Anorexia could be caused by brain dysfunction
By Jeremy Laurance
The eating disorder anorexia nervosa could be caused by a brain dysfunction, rather than social pressures, according to a radical new theory.
Researchers at St George's hospital in Tooting, south London have found that sufferers from anorexia have an abnormality in the blood flow to an area of the brain which affects body image.
In results presented for the first time yesterday at an international conference in London, they say this points to a biological cause for the condition.
More than a million people in Britain alone suffer from eating disorders which have been thought to be caused by social and cultural pressures to be slim.
There are 11 new cases of anorexia diagnosed annually per 100,000 population, 90 per cent of them women, according to the Eating Disorders Association.
Bryan Lask, professor of child and adolescent psychiatry at St George's Hospital and an expert on anorexia who led the latest research, said the finding of a biological cause could change the way it was treated.
"The biological cause has been under-emphasised and the socio-cultural pressures have been over-emphasised. There has to be a biological contribution otherwise everyone would be anorexic given the socio-cultural pressures in our society," he said.
"I am not saying people are born anorexic any more than they are born asthmatic or diabetic. But I am saying some people are born with a genetic pre-disposition to anorexia which makes it more likely to develop.
"If you live in a society which promotes thinness as the ideal then you are more likely to develop anorexia if you have the biological predisposition."

[Dataset records]
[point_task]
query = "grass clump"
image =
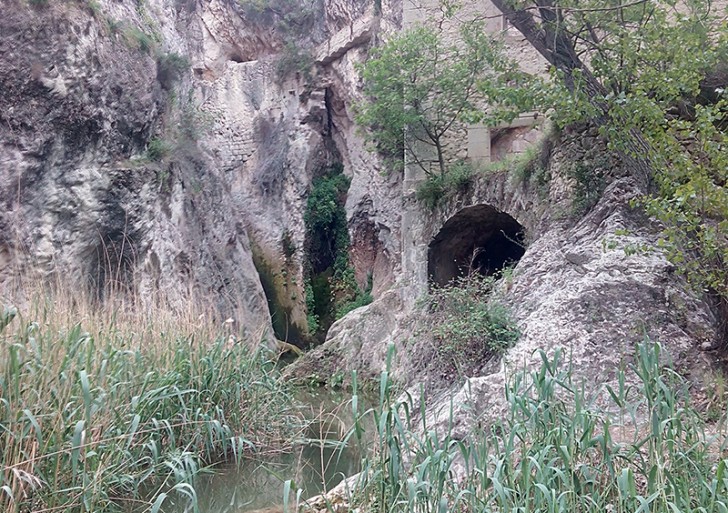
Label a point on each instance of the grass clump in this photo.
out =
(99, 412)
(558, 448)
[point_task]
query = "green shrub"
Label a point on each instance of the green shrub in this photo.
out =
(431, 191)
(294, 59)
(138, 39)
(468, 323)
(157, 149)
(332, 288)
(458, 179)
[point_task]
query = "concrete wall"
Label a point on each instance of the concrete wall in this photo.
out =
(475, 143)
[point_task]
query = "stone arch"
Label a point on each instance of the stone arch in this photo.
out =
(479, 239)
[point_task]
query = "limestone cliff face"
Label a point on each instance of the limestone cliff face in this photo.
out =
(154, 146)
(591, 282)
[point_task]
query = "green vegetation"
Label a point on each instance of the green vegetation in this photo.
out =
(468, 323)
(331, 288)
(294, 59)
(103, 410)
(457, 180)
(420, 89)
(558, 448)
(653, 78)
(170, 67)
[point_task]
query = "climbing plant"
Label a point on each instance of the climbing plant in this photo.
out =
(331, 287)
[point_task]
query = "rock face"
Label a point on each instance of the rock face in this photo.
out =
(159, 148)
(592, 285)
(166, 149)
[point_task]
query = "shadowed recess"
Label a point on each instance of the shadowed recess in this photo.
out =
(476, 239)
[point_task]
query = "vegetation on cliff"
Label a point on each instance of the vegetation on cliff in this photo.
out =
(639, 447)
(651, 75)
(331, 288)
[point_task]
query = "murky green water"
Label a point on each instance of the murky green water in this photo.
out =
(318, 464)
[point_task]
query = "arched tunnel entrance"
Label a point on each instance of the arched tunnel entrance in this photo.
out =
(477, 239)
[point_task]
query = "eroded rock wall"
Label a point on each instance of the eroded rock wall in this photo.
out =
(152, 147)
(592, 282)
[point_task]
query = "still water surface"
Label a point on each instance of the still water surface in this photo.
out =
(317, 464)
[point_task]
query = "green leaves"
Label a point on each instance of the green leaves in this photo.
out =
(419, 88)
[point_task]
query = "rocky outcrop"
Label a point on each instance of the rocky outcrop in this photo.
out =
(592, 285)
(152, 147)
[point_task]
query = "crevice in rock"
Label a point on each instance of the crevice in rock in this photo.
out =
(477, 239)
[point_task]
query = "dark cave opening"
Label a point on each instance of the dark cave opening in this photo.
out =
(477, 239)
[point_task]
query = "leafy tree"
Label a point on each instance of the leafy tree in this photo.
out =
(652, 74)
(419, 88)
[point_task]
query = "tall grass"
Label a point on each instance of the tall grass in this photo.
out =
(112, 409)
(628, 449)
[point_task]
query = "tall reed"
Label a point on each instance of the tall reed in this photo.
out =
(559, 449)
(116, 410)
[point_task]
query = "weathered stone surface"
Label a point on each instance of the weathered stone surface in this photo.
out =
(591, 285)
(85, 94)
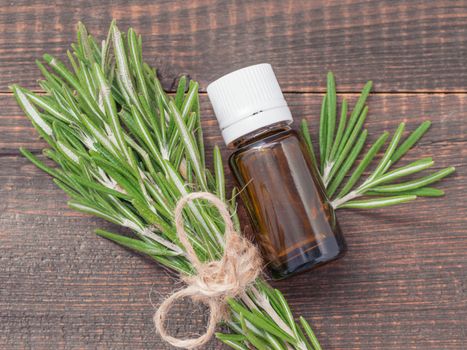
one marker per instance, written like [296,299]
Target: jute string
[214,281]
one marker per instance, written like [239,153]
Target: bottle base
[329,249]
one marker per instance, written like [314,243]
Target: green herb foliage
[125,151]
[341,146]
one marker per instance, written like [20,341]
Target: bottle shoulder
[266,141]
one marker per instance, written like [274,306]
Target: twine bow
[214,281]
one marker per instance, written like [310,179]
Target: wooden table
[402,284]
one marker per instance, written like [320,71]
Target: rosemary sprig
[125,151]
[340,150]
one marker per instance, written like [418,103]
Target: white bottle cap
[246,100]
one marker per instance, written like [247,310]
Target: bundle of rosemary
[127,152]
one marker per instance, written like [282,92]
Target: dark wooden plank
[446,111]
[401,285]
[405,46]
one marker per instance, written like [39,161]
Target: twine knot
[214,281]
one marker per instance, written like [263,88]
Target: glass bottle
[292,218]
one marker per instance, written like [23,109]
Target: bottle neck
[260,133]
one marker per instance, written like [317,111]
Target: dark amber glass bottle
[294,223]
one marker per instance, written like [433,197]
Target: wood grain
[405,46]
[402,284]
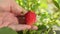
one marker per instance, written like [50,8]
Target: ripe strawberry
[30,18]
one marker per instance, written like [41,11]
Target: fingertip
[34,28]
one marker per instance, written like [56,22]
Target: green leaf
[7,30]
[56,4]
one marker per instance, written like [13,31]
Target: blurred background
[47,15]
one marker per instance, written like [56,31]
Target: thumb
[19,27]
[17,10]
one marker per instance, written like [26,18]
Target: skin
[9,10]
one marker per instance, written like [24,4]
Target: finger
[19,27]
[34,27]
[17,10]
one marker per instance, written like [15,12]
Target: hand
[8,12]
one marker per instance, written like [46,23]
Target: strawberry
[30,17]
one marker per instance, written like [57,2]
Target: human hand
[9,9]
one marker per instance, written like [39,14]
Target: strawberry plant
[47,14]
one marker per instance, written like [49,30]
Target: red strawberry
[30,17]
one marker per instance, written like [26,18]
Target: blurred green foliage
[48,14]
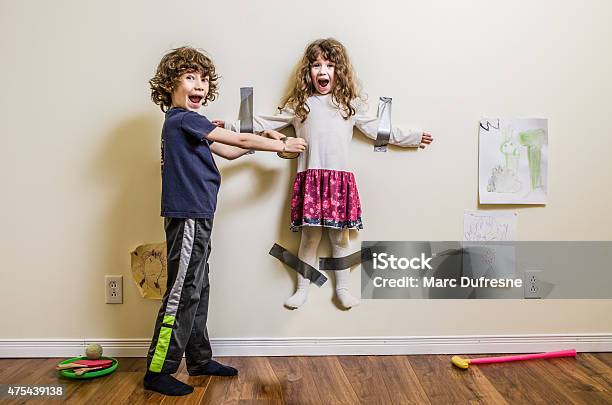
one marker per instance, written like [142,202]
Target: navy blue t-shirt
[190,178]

### Problems to work on
1 - From the article on anorexia and brain dysfunction, write out the stretch from "Bryan Lask, professor" through "it was treated.".
2 - According to the Eating Disorders Association figures cited in the article on anorexia and brain dysfunction, what proportion of newly diagnosed anorexia cases are women?
3 - Carry on the article on anorexia and brain dysfunction from its final sentence.

### Answers by item
1 -
Bryan Lask, professor of child and adolescent psychiatry at St George's Hospital and an expert on anorexia who led the latest research, said the finding of a biological cause could change the way it was treated.

2 - 90 per cent

3 -
The study of 60 patients, some of whom have been followed for a number of years, is to be published in the International Journal of Eating Disorders.
The researchers used brain imaging and neurological testing which revealed the abnormal blood flow.
"There is a low blood flow in one specific part of the brain on one side. It only occurs in people with anorexia and does not occur in people without anorexia," Professor Lask said.
The part affected, called the insula, links other key parts of the brain involved in the disorder.
Anorexia is marked by intense feelings of anxiety, linked with the amygdala, restlessness and irritation (basal ganglia), obsessive thoughts (frontal lobe), visuo-spatial difficulties (parietal lobe) as well as body image (the somato-sensory cortex).
"You can think of these parts of the brain like London train stations, linked by the Circle line. If there is an obstruction on the Circle line, none of the stations will work properly and that is what we think is happening," added Professor Lask.
"The reduction in blood flow is in the insula but it causes abnormalities in different stations of the brain linked with anorexia," he said.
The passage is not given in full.